**EXERCISE BRIEF:** Report each line of the entries that contains the word "statue", copied in full.

**Records excerpted from a collection:**
• • • •
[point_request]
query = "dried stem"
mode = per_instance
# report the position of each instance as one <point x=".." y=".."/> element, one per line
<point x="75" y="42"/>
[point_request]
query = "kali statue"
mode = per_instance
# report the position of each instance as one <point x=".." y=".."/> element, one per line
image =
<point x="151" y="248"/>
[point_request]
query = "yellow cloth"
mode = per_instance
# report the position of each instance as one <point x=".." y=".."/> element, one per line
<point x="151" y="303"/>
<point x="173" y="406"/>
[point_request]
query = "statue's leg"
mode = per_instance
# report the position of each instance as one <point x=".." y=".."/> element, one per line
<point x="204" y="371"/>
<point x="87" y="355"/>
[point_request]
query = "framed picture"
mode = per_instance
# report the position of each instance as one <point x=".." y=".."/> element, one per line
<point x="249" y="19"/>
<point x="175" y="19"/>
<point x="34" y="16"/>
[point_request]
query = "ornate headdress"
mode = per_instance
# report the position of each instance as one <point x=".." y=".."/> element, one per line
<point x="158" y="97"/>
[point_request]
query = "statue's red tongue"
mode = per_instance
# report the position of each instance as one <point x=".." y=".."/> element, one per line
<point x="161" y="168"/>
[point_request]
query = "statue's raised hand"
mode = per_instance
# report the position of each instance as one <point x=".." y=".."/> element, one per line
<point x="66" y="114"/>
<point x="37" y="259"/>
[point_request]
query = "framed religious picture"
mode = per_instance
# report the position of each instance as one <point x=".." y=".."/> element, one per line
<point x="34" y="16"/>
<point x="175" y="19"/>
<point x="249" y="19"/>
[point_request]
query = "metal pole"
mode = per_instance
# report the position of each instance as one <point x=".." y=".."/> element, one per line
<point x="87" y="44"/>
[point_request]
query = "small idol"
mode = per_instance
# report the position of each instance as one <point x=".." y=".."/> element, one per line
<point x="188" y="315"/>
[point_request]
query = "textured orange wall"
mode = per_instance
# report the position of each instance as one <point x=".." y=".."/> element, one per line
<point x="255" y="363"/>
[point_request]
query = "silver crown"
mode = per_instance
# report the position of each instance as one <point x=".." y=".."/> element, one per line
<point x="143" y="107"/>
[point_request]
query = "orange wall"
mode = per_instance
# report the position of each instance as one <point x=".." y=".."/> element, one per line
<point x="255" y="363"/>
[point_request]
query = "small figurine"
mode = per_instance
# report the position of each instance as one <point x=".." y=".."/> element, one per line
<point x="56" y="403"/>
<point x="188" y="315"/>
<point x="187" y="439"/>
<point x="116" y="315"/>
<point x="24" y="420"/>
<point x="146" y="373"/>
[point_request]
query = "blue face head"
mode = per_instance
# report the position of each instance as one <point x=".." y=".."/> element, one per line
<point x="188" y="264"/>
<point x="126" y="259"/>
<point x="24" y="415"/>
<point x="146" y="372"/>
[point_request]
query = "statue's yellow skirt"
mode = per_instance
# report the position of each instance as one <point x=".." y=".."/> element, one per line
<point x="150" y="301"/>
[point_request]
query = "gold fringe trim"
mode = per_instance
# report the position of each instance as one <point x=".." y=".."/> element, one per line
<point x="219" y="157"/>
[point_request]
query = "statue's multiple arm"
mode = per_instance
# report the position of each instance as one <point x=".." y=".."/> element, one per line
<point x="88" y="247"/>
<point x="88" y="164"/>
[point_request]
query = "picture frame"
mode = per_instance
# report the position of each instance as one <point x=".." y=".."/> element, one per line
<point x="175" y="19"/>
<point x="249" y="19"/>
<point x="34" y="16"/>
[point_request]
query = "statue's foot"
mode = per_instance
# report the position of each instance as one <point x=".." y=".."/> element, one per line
• • • •
**SOLUTION TO THE PROBLEM:**
query = "kali statue"
query = "statue's leg"
query = "statue's red tongue"
query = "statue's raised hand"
query = "statue's yellow skirt"
query = "statue's multiple arm"
query = "statue's foot"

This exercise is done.